◆ Task
Nothing in the data is to be left out; copy it exactly.
(Exercise data begins)
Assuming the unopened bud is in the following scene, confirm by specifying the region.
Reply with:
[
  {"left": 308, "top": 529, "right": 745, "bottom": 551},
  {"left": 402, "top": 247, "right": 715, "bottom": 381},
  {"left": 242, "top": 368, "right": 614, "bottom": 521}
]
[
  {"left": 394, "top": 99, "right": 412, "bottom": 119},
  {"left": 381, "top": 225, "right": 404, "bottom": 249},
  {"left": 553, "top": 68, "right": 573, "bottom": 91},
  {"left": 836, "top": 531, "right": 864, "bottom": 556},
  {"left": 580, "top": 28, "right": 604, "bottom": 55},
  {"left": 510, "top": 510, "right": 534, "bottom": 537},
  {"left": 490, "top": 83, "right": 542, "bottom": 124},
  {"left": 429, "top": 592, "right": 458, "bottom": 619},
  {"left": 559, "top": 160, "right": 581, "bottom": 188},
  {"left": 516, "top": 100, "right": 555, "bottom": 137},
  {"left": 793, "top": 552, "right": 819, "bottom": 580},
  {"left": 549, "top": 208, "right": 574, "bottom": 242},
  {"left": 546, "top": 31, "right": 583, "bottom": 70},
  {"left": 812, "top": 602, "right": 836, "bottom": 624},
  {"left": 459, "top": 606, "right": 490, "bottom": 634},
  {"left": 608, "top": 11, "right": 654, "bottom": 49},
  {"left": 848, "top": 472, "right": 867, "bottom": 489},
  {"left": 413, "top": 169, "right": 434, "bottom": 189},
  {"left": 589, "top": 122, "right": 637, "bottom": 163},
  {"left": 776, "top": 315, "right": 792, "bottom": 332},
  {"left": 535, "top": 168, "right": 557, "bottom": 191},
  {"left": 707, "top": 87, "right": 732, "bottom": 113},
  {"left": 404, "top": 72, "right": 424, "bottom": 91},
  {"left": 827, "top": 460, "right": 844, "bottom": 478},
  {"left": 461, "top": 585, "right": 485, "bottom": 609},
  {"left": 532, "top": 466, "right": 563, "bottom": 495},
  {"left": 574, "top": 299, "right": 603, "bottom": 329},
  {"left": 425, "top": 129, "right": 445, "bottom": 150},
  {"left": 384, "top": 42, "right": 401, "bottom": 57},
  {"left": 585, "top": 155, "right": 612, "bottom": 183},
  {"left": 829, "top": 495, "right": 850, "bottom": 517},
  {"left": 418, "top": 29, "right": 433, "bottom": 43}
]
(Exercise data ends)
◆ Your response
Assuming the unopened bud is in the following scene, confirm by specifying the region.
Reply with:
[
  {"left": 308, "top": 529, "right": 745, "bottom": 551},
  {"left": 402, "top": 247, "right": 715, "bottom": 381},
  {"left": 242, "top": 368, "right": 614, "bottom": 521}
]
[
  {"left": 394, "top": 99, "right": 412, "bottom": 119},
  {"left": 381, "top": 225, "right": 404, "bottom": 249},
  {"left": 553, "top": 68, "right": 573, "bottom": 91},
  {"left": 836, "top": 531, "right": 864, "bottom": 556},
  {"left": 580, "top": 28, "right": 604, "bottom": 55},
  {"left": 510, "top": 510, "right": 534, "bottom": 537},
  {"left": 490, "top": 83, "right": 542, "bottom": 124},
  {"left": 429, "top": 592, "right": 458, "bottom": 619},
  {"left": 559, "top": 160, "right": 581, "bottom": 188},
  {"left": 516, "top": 100, "right": 555, "bottom": 137},
  {"left": 793, "top": 552, "right": 819, "bottom": 580},
  {"left": 549, "top": 208, "right": 574, "bottom": 242},
  {"left": 546, "top": 31, "right": 583, "bottom": 70},
  {"left": 812, "top": 602, "right": 836, "bottom": 624},
  {"left": 459, "top": 606, "right": 490, "bottom": 634},
  {"left": 608, "top": 11, "right": 654, "bottom": 49},
  {"left": 848, "top": 472, "right": 867, "bottom": 489},
  {"left": 413, "top": 169, "right": 434, "bottom": 189},
  {"left": 589, "top": 122, "right": 637, "bottom": 163},
  {"left": 776, "top": 315, "right": 792, "bottom": 332},
  {"left": 535, "top": 168, "right": 557, "bottom": 191},
  {"left": 707, "top": 87, "right": 732, "bottom": 113},
  {"left": 404, "top": 72, "right": 424, "bottom": 91},
  {"left": 827, "top": 460, "right": 844, "bottom": 478},
  {"left": 461, "top": 585, "right": 485, "bottom": 609},
  {"left": 532, "top": 466, "right": 563, "bottom": 495},
  {"left": 574, "top": 299, "right": 603, "bottom": 329},
  {"left": 425, "top": 129, "right": 445, "bottom": 150},
  {"left": 384, "top": 42, "right": 401, "bottom": 57},
  {"left": 585, "top": 155, "right": 612, "bottom": 183},
  {"left": 829, "top": 495, "right": 850, "bottom": 517},
  {"left": 418, "top": 29, "right": 433, "bottom": 43}
]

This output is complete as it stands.